>> begin Recorded data
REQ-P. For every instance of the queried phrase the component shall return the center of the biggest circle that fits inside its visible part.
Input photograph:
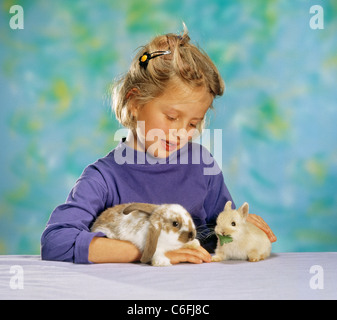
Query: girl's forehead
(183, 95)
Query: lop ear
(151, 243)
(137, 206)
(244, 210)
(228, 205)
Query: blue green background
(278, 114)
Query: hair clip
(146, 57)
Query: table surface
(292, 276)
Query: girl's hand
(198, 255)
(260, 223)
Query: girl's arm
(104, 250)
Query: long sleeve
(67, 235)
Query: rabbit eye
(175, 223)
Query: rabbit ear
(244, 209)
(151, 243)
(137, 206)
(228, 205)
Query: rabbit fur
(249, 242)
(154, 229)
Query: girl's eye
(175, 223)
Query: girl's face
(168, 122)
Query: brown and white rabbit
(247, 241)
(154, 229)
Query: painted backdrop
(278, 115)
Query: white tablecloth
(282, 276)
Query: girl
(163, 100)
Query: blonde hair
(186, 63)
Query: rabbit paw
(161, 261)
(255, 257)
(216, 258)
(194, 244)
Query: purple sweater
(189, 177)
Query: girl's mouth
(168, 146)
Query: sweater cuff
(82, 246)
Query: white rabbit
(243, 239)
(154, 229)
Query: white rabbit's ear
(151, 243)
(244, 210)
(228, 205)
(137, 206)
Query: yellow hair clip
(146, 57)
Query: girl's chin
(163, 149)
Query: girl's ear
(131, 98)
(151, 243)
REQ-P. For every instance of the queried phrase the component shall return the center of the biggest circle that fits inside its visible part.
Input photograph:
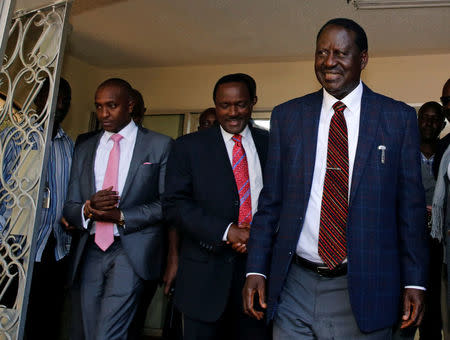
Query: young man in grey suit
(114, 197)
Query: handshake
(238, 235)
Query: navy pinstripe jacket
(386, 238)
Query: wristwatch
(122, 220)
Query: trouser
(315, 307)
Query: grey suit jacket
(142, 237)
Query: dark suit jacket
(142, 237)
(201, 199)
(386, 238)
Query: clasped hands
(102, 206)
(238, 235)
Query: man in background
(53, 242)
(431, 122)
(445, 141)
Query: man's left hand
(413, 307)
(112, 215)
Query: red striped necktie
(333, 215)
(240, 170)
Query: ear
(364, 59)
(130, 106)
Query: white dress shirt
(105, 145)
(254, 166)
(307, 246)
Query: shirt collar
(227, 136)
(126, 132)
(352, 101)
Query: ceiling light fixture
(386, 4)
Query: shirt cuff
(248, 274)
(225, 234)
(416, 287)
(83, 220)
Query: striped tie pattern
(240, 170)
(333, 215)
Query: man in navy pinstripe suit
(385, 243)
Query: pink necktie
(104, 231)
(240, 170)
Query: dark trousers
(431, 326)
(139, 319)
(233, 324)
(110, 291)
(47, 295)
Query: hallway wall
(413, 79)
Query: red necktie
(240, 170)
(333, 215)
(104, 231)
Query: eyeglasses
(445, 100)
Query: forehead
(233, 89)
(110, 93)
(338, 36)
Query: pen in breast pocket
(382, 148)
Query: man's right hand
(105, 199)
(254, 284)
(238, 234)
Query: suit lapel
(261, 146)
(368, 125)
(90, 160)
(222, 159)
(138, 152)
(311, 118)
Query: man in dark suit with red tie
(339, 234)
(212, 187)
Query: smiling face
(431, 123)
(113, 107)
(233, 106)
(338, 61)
>> end Recorded data
What is needed> Recast everything from the line containing "Query: man's right hand" down to the end of the lines as a two-column CSV headed phrase and points, with one row per "Query:" line. Put the phrase and the coordinates listed under it each in a single quoted field, turning line breaks into spaces.

Exercise solution>
phrase,points
"Query: man's right hand","(105, 199) (254, 284) (238, 234)"
"Query: suit lapel","(261, 146) (368, 125) (90, 160) (222, 159) (138, 152) (311, 118)"
"Query: man in dark suit with red tie","(339, 234) (212, 187)"
"Query: smiling face","(431, 123) (113, 107) (233, 106) (338, 61)"